**ABOUT THIS TASK**
Transcribe, exactly as they appear, only the lines from the one holding "Target: red pickup truck" through the end of the entries below.

**EXTRACTED DATA**
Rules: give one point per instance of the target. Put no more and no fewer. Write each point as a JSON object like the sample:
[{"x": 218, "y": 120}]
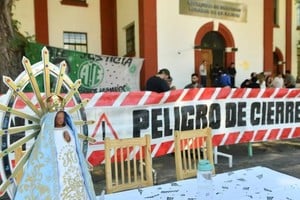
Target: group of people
[
  {"x": 262, "y": 81},
  {"x": 162, "y": 81},
  {"x": 221, "y": 77}
]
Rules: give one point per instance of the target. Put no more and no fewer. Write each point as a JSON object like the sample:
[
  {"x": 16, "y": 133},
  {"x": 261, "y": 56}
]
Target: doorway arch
[{"x": 202, "y": 53}]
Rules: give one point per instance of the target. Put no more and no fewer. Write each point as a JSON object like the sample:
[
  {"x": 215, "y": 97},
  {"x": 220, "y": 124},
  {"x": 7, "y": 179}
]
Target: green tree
[{"x": 12, "y": 44}]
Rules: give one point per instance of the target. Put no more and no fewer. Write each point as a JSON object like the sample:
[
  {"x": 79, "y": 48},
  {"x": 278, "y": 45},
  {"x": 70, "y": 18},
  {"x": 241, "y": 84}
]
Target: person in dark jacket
[{"x": 158, "y": 83}]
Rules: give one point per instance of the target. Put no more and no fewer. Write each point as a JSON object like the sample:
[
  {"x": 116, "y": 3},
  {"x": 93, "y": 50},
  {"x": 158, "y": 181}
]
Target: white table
[{"x": 252, "y": 183}]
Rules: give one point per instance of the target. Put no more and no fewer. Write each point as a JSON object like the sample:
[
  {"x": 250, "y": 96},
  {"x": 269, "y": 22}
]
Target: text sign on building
[{"x": 214, "y": 9}]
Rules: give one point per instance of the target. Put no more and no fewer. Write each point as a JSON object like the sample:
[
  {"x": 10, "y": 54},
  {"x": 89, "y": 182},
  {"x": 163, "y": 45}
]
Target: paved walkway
[{"x": 282, "y": 156}]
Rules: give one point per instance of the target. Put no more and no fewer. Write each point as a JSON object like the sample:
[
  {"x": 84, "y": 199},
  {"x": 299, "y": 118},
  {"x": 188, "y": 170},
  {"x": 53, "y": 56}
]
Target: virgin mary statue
[{"x": 56, "y": 168}]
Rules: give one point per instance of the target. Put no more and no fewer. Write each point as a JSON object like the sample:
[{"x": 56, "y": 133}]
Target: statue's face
[{"x": 60, "y": 119}]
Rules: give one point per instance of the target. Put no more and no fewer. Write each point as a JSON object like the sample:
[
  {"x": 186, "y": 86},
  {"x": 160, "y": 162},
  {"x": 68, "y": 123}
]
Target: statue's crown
[{"x": 55, "y": 103}]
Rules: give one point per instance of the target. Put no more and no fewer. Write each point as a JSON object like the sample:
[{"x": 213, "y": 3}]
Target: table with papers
[{"x": 251, "y": 183}]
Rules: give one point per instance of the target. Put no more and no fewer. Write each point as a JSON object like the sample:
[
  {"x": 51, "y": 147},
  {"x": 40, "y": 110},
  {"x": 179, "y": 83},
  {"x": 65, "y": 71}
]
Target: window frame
[
  {"x": 276, "y": 13},
  {"x": 76, "y": 43},
  {"x": 130, "y": 39},
  {"x": 82, "y": 3}
]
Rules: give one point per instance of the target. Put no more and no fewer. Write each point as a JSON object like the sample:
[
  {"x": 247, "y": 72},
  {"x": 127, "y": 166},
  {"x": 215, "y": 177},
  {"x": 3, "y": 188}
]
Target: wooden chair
[
  {"x": 128, "y": 163},
  {"x": 190, "y": 146}
]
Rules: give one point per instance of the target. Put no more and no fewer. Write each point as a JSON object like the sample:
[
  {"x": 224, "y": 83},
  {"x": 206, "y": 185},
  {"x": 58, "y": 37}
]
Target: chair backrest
[
  {"x": 190, "y": 147},
  {"x": 18, "y": 155},
  {"x": 128, "y": 163}
]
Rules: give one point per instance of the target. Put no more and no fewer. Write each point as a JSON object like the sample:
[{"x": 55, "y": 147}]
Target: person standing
[
  {"x": 170, "y": 81},
  {"x": 278, "y": 81},
  {"x": 203, "y": 73},
  {"x": 158, "y": 83},
  {"x": 225, "y": 79},
  {"x": 232, "y": 73},
  {"x": 194, "y": 83},
  {"x": 289, "y": 80}
]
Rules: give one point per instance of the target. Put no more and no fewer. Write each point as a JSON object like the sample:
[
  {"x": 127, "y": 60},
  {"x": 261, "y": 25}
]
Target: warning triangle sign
[{"x": 103, "y": 124}]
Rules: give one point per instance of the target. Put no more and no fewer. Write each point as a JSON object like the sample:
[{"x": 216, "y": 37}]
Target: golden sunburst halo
[{"x": 15, "y": 137}]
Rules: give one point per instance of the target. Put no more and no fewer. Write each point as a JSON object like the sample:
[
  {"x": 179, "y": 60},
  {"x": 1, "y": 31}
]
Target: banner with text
[
  {"x": 235, "y": 115},
  {"x": 98, "y": 73}
]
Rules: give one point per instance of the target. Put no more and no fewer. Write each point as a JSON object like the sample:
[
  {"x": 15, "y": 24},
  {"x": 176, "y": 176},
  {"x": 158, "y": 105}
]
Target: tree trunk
[{"x": 12, "y": 45}]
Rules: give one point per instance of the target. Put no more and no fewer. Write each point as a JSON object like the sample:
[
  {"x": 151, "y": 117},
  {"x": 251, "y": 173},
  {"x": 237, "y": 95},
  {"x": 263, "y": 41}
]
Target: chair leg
[{"x": 218, "y": 153}]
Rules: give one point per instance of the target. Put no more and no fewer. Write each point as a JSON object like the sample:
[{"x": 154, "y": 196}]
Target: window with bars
[
  {"x": 130, "y": 40},
  {"x": 298, "y": 15},
  {"x": 75, "y": 41},
  {"x": 75, "y": 2}
]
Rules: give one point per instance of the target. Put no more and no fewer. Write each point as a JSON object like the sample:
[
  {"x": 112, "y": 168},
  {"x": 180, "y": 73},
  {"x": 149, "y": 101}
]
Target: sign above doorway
[{"x": 214, "y": 9}]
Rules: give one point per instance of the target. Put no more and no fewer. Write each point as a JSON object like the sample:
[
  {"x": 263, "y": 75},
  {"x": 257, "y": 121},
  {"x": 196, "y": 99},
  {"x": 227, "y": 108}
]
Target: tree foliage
[{"x": 12, "y": 44}]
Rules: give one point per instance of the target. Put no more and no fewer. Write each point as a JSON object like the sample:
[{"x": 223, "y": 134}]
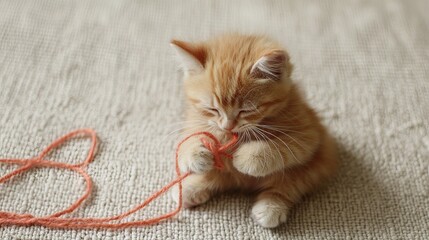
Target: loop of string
[{"x": 56, "y": 221}]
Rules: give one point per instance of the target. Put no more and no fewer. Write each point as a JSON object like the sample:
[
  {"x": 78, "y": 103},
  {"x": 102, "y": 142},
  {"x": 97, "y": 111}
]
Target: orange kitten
[{"x": 241, "y": 84}]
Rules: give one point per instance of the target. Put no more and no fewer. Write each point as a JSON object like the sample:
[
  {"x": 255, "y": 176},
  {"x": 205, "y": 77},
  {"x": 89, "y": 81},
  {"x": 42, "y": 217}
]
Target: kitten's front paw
[
  {"x": 269, "y": 214},
  {"x": 197, "y": 159},
  {"x": 252, "y": 159}
]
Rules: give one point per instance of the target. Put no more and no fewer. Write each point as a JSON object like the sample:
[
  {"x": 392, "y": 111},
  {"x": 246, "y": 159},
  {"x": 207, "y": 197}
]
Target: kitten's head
[{"x": 235, "y": 81}]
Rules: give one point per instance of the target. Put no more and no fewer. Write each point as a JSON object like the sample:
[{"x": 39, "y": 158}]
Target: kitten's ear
[
  {"x": 192, "y": 57},
  {"x": 270, "y": 65}
]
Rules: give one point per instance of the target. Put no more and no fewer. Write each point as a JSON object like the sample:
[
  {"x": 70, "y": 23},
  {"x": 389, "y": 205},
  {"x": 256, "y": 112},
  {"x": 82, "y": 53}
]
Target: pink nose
[{"x": 229, "y": 125}]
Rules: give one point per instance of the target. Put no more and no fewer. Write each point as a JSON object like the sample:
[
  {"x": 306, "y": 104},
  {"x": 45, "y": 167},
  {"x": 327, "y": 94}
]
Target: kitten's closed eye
[{"x": 247, "y": 111}]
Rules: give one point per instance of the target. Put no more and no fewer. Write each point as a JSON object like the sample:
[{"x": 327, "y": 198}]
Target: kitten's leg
[
  {"x": 199, "y": 188},
  {"x": 270, "y": 210}
]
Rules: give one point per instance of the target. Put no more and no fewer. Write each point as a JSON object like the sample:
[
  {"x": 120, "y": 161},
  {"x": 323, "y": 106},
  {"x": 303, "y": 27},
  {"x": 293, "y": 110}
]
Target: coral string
[{"x": 57, "y": 221}]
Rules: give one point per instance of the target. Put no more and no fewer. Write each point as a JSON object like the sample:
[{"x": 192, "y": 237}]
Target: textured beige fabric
[{"x": 108, "y": 65}]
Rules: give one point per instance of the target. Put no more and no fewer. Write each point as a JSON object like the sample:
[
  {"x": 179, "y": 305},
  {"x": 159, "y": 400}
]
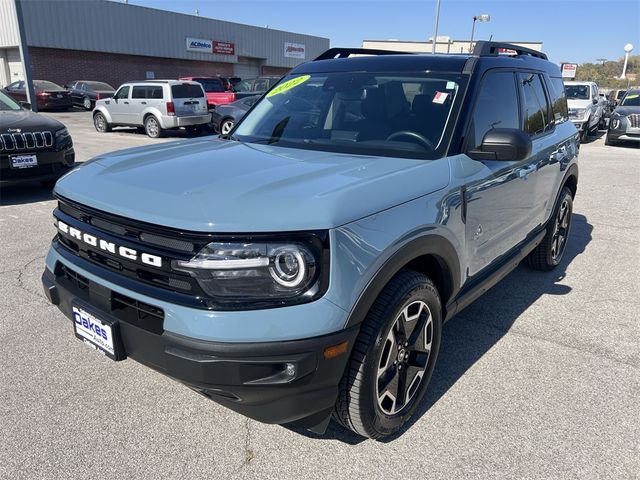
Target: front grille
[
  {"x": 126, "y": 233},
  {"x": 14, "y": 142},
  {"x": 122, "y": 307}
]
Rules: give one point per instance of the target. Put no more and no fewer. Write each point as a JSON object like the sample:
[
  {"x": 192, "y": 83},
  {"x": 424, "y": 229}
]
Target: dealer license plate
[
  {"x": 99, "y": 334},
  {"x": 24, "y": 161}
]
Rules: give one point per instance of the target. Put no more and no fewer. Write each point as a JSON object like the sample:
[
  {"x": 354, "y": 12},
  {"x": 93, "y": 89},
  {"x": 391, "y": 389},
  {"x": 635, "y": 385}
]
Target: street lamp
[
  {"x": 627, "y": 50},
  {"x": 477, "y": 18}
]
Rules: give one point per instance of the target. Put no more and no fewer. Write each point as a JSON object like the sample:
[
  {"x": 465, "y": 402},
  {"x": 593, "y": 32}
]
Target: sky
[{"x": 571, "y": 30}]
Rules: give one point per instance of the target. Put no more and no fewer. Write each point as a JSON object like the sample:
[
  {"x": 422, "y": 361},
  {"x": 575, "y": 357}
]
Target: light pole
[
  {"x": 477, "y": 18},
  {"x": 435, "y": 33},
  {"x": 627, "y": 50}
]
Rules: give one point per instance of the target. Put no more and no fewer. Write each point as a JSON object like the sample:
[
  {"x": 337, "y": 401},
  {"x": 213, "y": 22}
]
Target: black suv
[{"x": 32, "y": 147}]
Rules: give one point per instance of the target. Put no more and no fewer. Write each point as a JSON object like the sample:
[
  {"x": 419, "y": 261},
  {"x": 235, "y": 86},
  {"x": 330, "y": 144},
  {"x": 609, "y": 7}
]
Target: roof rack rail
[
  {"x": 488, "y": 49},
  {"x": 346, "y": 52}
]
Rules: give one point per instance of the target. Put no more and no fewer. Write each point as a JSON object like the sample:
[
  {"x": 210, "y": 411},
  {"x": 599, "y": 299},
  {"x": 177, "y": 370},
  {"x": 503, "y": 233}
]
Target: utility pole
[
  {"x": 24, "y": 57},
  {"x": 435, "y": 33}
]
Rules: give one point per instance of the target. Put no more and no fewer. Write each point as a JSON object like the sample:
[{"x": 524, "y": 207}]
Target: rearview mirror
[{"x": 506, "y": 144}]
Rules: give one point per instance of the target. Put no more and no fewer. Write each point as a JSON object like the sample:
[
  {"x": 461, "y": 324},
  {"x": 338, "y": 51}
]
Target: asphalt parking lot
[{"x": 538, "y": 379}]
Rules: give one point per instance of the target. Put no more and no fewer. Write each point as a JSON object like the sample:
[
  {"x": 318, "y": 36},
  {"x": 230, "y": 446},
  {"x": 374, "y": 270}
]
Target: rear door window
[
  {"x": 558, "y": 100},
  {"x": 187, "y": 90},
  {"x": 537, "y": 119}
]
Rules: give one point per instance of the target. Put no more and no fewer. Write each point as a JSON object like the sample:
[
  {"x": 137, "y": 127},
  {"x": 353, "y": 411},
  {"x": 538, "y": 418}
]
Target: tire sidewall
[
  {"x": 566, "y": 195},
  {"x": 381, "y": 422}
]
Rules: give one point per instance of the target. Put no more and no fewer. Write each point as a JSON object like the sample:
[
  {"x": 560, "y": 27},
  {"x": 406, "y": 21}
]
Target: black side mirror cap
[{"x": 504, "y": 144}]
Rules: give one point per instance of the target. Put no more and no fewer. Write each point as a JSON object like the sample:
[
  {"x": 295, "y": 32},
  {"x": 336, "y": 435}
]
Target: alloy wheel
[{"x": 404, "y": 357}]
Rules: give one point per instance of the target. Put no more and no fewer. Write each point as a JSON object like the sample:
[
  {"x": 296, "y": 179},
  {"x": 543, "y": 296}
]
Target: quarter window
[
  {"x": 534, "y": 103},
  {"x": 122, "y": 93},
  {"x": 558, "y": 100},
  {"x": 496, "y": 107}
]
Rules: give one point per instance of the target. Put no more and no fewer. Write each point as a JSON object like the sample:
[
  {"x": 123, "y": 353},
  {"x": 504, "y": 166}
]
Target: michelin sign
[{"x": 199, "y": 45}]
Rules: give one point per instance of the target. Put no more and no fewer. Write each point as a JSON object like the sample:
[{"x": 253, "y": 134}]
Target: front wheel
[
  {"x": 549, "y": 253},
  {"x": 152, "y": 127},
  {"x": 101, "y": 124},
  {"x": 393, "y": 358}
]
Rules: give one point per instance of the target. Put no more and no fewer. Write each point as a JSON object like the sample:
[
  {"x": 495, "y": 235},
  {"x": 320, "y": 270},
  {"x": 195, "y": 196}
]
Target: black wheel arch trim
[{"x": 430, "y": 244}]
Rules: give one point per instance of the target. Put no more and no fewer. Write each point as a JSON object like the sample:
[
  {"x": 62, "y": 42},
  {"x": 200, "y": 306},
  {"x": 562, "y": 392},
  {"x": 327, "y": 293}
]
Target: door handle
[{"x": 524, "y": 172}]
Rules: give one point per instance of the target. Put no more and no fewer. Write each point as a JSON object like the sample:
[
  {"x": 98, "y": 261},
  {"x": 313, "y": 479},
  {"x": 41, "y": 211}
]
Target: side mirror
[{"x": 506, "y": 144}]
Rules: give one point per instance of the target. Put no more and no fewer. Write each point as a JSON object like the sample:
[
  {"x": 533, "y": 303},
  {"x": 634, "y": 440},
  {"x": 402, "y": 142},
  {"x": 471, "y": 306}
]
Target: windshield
[
  {"x": 7, "y": 104},
  {"x": 210, "y": 84},
  {"x": 44, "y": 85},
  {"x": 632, "y": 99},
  {"x": 577, "y": 92},
  {"x": 388, "y": 114},
  {"x": 99, "y": 86}
]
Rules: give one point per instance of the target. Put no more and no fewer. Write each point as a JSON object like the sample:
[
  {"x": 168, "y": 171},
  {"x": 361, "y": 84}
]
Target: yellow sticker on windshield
[{"x": 288, "y": 85}]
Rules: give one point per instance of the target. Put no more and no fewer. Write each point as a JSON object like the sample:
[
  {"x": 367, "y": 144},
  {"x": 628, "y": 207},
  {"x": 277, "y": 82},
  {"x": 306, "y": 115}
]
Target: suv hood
[
  {"x": 27, "y": 121},
  {"x": 576, "y": 103},
  {"x": 213, "y": 185}
]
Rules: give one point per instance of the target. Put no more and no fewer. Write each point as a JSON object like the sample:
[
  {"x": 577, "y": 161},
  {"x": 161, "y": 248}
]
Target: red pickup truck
[{"x": 214, "y": 89}]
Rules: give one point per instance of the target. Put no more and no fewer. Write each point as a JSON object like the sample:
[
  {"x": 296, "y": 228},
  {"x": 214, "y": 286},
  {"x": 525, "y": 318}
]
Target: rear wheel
[
  {"x": 101, "y": 124},
  {"x": 549, "y": 253},
  {"x": 393, "y": 357},
  {"x": 152, "y": 127}
]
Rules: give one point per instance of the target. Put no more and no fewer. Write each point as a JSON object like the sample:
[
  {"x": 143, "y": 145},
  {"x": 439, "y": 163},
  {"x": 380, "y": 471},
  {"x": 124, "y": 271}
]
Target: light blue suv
[{"x": 303, "y": 266}]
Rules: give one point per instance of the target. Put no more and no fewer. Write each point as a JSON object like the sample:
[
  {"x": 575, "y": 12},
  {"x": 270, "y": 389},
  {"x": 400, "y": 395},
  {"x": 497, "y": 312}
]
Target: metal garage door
[{"x": 247, "y": 67}]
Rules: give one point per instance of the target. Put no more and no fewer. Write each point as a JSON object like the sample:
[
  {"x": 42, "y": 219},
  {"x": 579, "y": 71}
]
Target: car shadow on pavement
[
  {"x": 28, "y": 192},
  {"x": 472, "y": 333}
]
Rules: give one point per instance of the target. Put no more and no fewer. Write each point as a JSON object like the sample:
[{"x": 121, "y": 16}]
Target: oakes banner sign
[
  {"x": 294, "y": 50},
  {"x": 204, "y": 45}
]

**WRITTEN RESPONSE**
Target: red pickup truck
[{"x": 214, "y": 89}]
Rules: give one point per instance of the target. Put no more and no fewer. Write each point as a JSON object like the sample:
[
  {"x": 296, "y": 228},
  {"x": 214, "y": 286},
  {"x": 525, "y": 318}
]
Target: rear wheel
[
  {"x": 101, "y": 124},
  {"x": 549, "y": 253},
  {"x": 393, "y": 357},
  {"x": 152, "y": 127}
]
Rules: give one point per instance of the target. Put no more and no fewer. Write each point as a JSON object like the sample:
[
  {"x": 143, "y": 145},
  {"x": 439, "y": 163},
  {"x": 380, "y": 471},
  {"x": 124, "y": 271}
]
Target: light blue suv
[{"x": 303, "y": 266}]
Rules: give one point per instance of the target. Put no more and no fewer. Write each point as a JSON object like the sample:
[
  {"x": 575, "y": 12},
  {"x": 270, "y": 389},
  {"x": 400, "y": 395},
  {"x": 497, "y": 312}
]
Target: metal garage door
[{"x": 247, "y": 67}]
Rules: give one point per instance of the target. Put no more and no fewer. Write each point as a JSON object like the sample:
[
  {"x": 42, "y": 219},
  {"x": 579, "y": 71}
]
Target: car shadow on pavement
[
  {"x": 28, "y": 192},
  {"x": 472, "y": 333}
]
Rules: give one point per instance of the target. Put no more and no fewer. Write each point as a JSON object like the sample:
[{"x": 121, "y": 16}]
Target: oakes banner sign
[
  {"x": 294, "y": 50},
  {"x": 204, "y": 45}
]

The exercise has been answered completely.